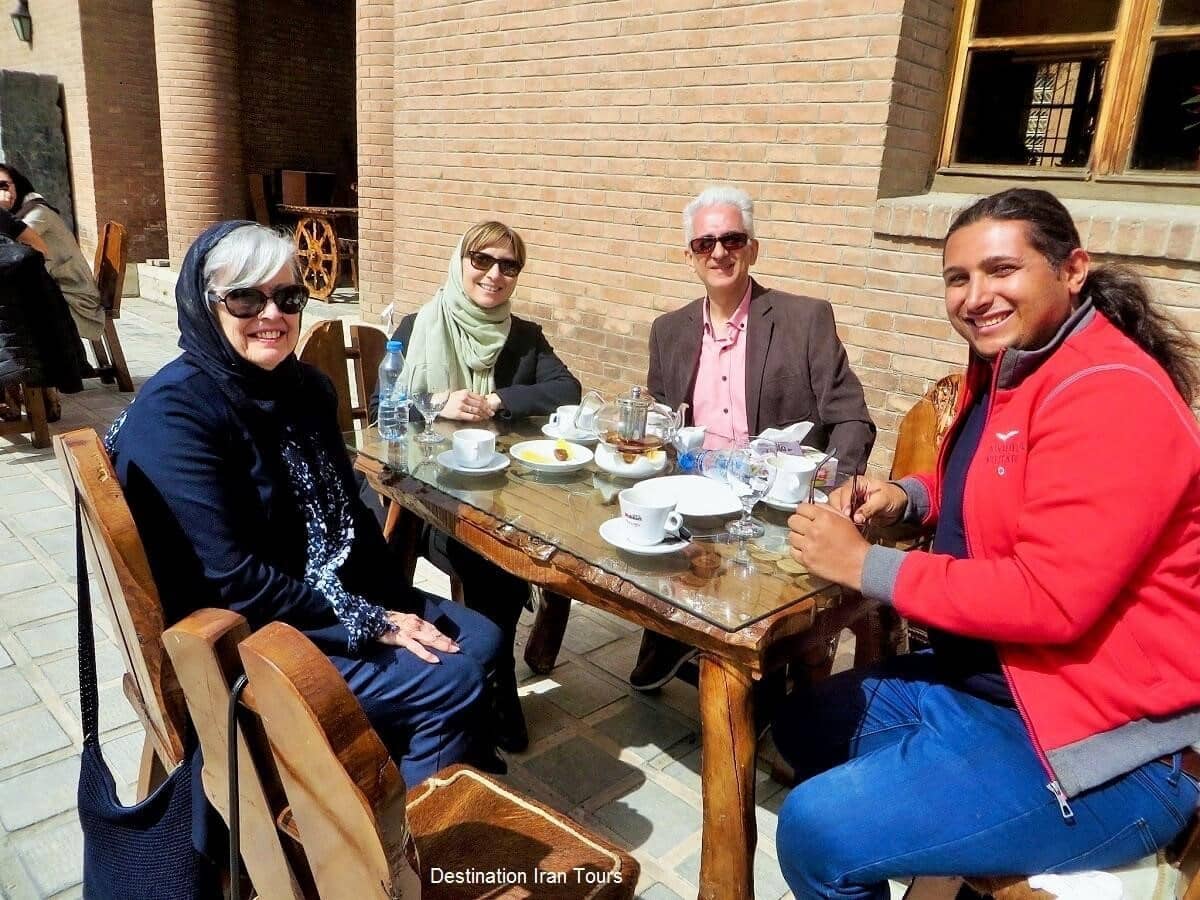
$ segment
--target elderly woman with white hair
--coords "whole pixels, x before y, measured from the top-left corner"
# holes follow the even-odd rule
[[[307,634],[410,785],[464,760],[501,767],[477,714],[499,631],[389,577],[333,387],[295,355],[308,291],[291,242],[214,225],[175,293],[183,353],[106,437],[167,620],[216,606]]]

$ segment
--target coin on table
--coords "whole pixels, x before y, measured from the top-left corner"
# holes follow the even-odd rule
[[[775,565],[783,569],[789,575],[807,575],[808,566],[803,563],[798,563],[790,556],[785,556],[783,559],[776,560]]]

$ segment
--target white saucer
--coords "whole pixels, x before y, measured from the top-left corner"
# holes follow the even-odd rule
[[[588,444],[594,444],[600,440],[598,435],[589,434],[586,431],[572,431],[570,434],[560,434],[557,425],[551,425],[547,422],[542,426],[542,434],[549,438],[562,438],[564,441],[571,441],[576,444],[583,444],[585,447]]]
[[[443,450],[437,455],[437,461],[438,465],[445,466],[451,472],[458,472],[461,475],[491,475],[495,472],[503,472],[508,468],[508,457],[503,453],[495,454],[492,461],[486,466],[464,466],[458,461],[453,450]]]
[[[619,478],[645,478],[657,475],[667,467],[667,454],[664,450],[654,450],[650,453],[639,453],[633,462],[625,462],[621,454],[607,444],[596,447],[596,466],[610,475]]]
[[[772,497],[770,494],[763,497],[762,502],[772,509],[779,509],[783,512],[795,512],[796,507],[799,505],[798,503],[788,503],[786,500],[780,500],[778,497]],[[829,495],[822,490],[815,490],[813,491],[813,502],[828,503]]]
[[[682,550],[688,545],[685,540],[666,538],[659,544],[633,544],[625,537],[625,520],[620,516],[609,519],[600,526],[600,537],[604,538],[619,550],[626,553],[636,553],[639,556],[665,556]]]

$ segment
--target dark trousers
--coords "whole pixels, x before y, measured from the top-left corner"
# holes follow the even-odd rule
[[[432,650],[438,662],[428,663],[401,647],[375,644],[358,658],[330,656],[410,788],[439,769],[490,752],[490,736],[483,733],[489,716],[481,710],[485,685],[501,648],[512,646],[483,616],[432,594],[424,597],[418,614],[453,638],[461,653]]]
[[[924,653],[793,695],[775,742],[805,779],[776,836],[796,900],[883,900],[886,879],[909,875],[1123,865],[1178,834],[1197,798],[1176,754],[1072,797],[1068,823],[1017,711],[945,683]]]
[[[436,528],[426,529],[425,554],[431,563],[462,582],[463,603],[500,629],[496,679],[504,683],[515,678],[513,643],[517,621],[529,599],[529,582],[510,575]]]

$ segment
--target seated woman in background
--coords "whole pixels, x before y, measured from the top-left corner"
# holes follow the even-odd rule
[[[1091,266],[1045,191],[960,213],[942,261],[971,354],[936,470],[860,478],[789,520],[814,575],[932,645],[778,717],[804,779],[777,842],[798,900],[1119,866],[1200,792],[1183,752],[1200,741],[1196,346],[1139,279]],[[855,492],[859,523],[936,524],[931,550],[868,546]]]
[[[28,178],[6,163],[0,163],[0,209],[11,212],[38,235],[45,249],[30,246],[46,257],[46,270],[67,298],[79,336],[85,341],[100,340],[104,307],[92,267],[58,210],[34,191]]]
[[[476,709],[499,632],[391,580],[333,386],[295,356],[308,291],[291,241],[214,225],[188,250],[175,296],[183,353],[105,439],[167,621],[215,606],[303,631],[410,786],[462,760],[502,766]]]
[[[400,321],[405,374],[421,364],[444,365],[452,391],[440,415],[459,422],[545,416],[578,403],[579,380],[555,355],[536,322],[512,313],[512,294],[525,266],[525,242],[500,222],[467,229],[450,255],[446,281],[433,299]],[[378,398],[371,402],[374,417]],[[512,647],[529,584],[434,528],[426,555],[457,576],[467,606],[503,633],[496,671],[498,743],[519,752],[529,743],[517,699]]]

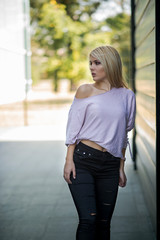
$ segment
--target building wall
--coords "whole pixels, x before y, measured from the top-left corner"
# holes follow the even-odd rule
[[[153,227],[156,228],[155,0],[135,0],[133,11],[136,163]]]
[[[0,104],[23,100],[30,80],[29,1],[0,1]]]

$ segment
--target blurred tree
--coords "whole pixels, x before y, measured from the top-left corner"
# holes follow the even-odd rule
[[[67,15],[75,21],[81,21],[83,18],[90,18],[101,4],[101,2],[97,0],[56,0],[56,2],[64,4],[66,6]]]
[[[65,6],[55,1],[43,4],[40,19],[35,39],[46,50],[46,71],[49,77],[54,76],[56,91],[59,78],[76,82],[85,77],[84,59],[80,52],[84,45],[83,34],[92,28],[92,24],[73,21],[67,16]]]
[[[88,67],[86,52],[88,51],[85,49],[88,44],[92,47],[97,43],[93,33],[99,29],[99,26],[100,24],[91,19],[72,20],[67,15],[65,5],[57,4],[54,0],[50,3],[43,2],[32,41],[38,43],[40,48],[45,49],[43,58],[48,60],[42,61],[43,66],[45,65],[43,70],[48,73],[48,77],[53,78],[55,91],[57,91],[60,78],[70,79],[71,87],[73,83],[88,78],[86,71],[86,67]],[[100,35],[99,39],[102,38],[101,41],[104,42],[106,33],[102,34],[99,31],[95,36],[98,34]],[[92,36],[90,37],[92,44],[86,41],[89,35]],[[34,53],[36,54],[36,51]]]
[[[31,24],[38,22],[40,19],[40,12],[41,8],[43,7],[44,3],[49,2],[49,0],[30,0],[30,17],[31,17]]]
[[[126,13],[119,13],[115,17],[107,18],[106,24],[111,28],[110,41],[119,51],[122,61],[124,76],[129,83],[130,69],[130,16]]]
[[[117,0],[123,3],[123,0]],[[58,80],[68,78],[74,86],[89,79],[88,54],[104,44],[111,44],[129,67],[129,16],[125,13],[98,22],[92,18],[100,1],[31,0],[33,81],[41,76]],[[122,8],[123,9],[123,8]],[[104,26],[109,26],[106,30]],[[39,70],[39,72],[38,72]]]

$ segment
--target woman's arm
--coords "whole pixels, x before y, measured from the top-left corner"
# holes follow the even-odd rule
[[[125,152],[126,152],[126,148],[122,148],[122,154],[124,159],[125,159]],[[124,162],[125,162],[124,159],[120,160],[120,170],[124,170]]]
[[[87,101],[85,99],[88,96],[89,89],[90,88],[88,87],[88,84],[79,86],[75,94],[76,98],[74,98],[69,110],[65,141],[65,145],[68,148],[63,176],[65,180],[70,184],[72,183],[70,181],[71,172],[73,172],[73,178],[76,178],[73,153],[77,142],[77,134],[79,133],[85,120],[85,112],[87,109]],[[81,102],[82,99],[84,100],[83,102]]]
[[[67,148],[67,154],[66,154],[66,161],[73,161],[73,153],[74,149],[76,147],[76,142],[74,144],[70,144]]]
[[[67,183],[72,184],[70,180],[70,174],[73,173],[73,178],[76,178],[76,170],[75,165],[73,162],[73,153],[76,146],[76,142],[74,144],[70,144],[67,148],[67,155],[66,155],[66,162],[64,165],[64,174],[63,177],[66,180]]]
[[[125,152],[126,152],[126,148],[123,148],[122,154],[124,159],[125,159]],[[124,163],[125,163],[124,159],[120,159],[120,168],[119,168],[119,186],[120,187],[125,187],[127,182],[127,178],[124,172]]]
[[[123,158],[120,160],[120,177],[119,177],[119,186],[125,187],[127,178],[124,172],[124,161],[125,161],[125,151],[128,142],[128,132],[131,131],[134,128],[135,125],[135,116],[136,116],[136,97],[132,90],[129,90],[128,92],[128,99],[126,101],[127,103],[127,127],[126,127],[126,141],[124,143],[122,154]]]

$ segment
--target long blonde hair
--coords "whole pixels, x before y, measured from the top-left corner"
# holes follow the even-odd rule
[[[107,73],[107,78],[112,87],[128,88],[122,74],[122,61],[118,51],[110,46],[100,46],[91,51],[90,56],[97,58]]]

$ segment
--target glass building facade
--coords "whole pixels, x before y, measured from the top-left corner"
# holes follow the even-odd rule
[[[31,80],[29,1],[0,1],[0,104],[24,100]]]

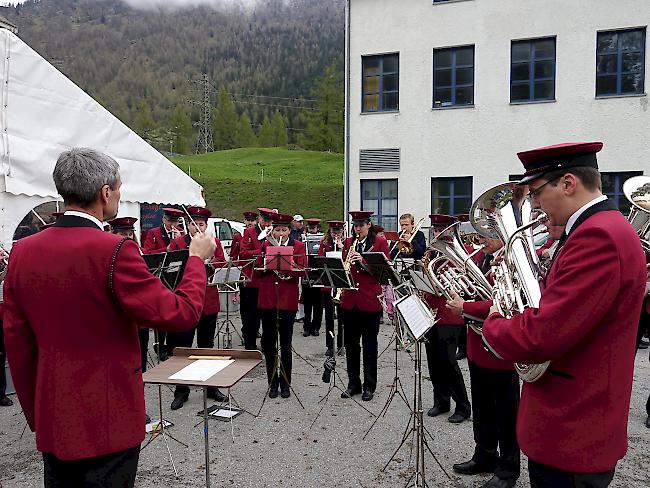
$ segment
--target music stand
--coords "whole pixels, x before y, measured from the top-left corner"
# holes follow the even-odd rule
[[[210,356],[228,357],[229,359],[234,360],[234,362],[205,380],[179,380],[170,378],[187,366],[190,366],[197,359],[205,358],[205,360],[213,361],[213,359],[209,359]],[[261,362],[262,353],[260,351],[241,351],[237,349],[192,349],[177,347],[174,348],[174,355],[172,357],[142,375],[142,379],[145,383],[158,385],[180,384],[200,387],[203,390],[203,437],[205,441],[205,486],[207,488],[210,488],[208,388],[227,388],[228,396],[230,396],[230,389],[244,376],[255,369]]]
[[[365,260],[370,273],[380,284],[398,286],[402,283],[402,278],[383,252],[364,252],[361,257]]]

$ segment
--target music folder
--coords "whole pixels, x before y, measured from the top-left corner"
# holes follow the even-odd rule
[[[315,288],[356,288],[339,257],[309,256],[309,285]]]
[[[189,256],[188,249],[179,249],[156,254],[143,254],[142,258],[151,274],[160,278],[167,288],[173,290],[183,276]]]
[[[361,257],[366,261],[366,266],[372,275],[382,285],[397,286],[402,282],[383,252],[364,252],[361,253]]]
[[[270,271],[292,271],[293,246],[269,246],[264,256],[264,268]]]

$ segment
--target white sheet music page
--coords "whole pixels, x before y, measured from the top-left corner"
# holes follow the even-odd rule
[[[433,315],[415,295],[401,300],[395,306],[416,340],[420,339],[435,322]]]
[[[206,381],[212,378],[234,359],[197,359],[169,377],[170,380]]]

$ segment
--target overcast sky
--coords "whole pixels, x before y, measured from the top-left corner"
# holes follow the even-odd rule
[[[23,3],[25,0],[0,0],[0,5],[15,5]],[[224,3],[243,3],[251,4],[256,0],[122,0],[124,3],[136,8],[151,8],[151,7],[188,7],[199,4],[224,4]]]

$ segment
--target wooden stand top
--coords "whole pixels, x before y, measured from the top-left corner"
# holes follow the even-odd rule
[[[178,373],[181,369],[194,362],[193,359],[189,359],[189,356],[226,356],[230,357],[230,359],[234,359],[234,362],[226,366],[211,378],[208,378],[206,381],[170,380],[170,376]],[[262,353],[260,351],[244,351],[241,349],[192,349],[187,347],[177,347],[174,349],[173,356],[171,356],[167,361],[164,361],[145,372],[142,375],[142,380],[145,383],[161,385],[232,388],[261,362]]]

• • • • • • •

DIRECTIONS FOR THIS TASK: All lines from the one with "--target white sheet music page" through the final line above are to be quoted exactly; quote no other line.

ANSWER TO THE PROBLEM:
--target white sheet music page
--coords "whole pixels, x before y, measured from the top-left corner"
# holes follow the even-odd rule
[[[433,315],[415,295],[401,300],[395,306],[416,340],[420,339],[435,322]]]
[[[206,381],[212,378],[234,359],[197,359],[169,377],[170,380]]]

$ segment
--target overcast sky
--coords "whole pixels, x before y, measured from the top-left corner"
# holes follow the even-odd rule
[[[23,3],[25,0],[0,0],[0,5],[15,5]],[[224,3],[243,3],[251,4],[256,0],[122,0],[124,3],[136,8],[151,8],[151,7],[188,7],[199,4],[224,4]]]

$ segment
--target wooden stand top
--coords "whole pixels, x before y, measured from the top-left corner"
# holes follow the even-odd rule
[[[178,373],[181,369],[194,362],[193,359],[189,359],[189,356],[226,356],[230,357],[230,359],[234,359],[234,362],[226,366],[211,378],[208,378],[206,381],[170,380],[170,376]],[[262,353],[260,351],[244,351],[241,349],[192,349],[187,347],[177,347],[174,349],[173,356],[171,356],[167,361],[164,361],[145,372],[142,375],[142,380],[145,383],[161,385],[232,388],[261,362]]]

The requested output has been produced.